-- Yapılacak Görevler --
**1.** Edeb konulu alıntıda "Bâzı tasavvufî eserlerde" sözlerinden "kullanılmasından maksad nedir?" sözlerine kadar uzanan kısmı harfi harfine yazıya geçirir misiniz?
**2.** Edeb konulu alıntıdaki "Tasavvufta edeb, kişinin hayâtını sünnet çizgisinde yaşaması için bir ölçüdür." cümlesini İngilizceye nasıl çevirirsiniz?

-- Metinden Alıntı --
══════

Tasavvufî Eserlerde “Helâk ve Hüsrân” İfadelerinin Edeb Konusunda Kullanılmasının Maksadı Nedir?
Bâzı tasavvufî eserlerde edeble ilgili meselelerde “helâk ve hüs-rân” tehdîdi taşıyan ifâdeler geçiyor. Büyük günahlar için kullanı-lan bu tehdîdlerin edeb konusunda kullanılmasından maksad nedir?
Tasavvufu “edebden ibârettir?” diye târif edenler vardır. Tasavvufta edeb, kişinin hayâtını sünnet çizgisinde yaşaması için bir ölçüdür. Kişinin utanılacak davranışlardan uzak durması demektir.
Edeb, nâfile, sünnet, vâcib ve farz hükümlerini iç içe sur veya halkalar gibi düşünürsek; en iç kısımda edeb, en dışta da farzlar bulunur. İnsan edebden başlayarak sur ve sınırları aşıp halkalardan dışarı taştıkça en son farz sınırına kadar ulaşacaktır. Sûfîler işi sıkı tutup kişileri edeb çizgisini bile atlatmadan yaşamaya alıştırmayı hedefliyorlar. Bu yüzden edeb konusundaki bir ihmâl, safha safha en sonuncudaki ihmâle vâbeste olacağı için hüsrân tehdîdiyle karşılanıyor. Bu tür tehdîd ifâdesi taşıyan sözler, halkı fazîletlere teşvîk için söylenmiş, belki biraz mübâlağa özelliği taşıyan şeylerdir, ama hedefi bellidir. İnsanları edeb ve kerâhet konusunda sıkı ve diri tutarak gevşeyip pörsümelerine meydan vermemektir.

══════

-- Gösterilen Bilgiler --
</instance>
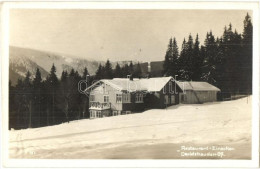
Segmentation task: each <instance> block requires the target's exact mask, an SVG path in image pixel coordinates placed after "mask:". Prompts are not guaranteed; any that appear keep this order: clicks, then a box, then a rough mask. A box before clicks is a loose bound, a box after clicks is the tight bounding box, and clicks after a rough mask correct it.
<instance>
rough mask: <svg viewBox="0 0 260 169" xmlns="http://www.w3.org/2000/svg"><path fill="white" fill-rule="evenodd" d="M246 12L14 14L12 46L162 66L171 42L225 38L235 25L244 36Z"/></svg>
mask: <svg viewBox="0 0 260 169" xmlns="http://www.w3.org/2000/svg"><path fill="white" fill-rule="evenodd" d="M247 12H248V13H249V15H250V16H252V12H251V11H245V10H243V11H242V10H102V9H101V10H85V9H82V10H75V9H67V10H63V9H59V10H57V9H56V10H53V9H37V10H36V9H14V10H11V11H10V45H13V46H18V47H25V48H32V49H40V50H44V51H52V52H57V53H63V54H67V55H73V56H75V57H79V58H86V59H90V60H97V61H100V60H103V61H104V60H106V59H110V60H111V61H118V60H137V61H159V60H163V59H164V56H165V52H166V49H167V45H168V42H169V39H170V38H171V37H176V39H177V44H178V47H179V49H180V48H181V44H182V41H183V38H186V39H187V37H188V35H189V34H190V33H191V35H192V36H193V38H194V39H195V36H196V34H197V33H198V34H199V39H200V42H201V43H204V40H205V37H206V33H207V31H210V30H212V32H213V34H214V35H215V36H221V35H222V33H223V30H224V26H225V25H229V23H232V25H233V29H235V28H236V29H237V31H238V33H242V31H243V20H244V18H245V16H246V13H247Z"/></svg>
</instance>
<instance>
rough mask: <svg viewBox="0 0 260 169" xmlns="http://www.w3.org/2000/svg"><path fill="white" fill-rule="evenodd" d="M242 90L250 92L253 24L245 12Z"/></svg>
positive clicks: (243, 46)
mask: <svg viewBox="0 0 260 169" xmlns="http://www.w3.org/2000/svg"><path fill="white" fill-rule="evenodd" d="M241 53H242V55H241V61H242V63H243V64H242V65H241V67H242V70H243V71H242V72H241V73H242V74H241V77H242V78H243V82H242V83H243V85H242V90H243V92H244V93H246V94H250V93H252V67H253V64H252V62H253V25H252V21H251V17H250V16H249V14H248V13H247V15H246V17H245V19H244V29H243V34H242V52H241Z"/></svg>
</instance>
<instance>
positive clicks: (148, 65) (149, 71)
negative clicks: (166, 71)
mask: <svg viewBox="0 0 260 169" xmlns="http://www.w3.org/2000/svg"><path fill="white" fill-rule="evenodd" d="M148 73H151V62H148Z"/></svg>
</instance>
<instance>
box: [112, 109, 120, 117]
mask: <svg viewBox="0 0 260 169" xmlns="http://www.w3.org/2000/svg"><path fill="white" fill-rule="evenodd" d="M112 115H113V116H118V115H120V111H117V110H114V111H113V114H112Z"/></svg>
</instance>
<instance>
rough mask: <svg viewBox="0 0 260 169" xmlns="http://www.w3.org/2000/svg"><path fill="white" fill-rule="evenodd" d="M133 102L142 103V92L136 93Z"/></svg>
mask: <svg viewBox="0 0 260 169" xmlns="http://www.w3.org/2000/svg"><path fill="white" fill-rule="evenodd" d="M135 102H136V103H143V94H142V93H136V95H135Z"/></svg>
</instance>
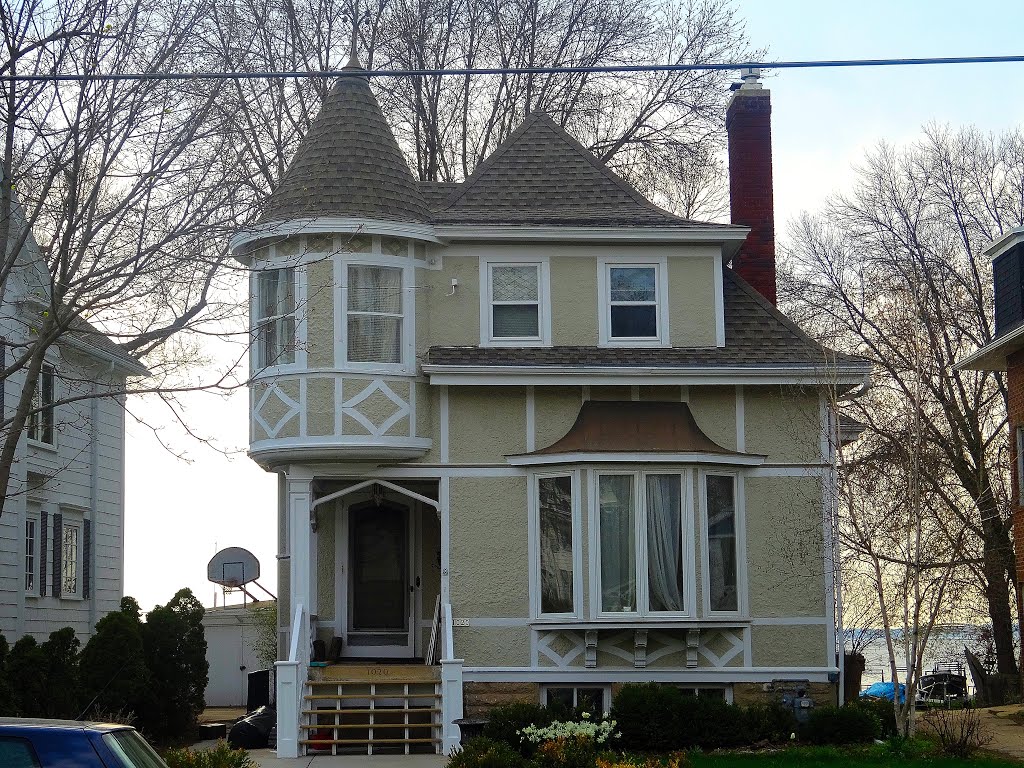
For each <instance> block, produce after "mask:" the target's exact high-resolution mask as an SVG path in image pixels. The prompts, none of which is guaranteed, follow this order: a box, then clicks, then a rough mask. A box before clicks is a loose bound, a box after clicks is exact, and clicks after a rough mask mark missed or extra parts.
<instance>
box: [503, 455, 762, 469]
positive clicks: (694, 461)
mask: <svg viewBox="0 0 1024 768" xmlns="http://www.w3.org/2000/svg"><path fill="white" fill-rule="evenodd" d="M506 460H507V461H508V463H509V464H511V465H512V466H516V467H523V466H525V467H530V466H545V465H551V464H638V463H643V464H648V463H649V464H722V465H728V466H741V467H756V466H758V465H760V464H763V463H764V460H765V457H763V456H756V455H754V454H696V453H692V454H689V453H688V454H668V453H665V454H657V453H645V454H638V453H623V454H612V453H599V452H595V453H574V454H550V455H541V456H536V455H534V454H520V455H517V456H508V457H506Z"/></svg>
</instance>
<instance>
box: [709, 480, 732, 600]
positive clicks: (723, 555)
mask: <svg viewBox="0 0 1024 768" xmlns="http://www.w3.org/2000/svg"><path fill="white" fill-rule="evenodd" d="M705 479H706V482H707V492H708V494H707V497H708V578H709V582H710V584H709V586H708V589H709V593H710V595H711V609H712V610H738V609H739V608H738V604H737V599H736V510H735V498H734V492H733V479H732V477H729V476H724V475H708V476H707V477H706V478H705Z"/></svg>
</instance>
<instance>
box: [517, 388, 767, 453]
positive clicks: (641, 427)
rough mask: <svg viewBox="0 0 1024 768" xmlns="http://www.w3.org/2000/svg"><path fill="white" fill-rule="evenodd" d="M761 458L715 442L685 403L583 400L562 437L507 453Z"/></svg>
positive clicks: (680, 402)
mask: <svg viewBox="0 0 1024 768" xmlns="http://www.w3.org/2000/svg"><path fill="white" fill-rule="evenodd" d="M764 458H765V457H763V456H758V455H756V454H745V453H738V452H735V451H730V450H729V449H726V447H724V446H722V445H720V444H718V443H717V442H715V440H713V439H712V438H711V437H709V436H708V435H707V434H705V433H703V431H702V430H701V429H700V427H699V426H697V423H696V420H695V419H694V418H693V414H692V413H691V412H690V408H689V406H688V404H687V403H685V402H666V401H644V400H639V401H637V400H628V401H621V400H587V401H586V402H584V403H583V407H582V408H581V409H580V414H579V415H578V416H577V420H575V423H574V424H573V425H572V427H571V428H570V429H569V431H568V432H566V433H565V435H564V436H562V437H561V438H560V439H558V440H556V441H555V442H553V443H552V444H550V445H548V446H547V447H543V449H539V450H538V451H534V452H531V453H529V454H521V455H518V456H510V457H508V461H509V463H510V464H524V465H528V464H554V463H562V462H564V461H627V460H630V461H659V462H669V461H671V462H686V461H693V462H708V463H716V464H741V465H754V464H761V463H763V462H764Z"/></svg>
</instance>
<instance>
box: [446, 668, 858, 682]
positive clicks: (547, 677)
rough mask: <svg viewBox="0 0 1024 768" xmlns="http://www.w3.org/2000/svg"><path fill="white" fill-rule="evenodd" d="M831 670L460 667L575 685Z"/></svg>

══════

-- Alıştırma Cevapları --
**1.**
Bâzı tasavvufî eserlerde edeble ilgili meselelerde “helâk ve hüs-rân” tehdîdi taşıyan ifâdeler geçiyor. Büyük günahlar için kullanı-lan bu tehdîdlerin edeb konusunda kullanılmasından maksad nedir?

**2.** In Sufism, adab is a measure for a person to live their life along the line of the Sunnah.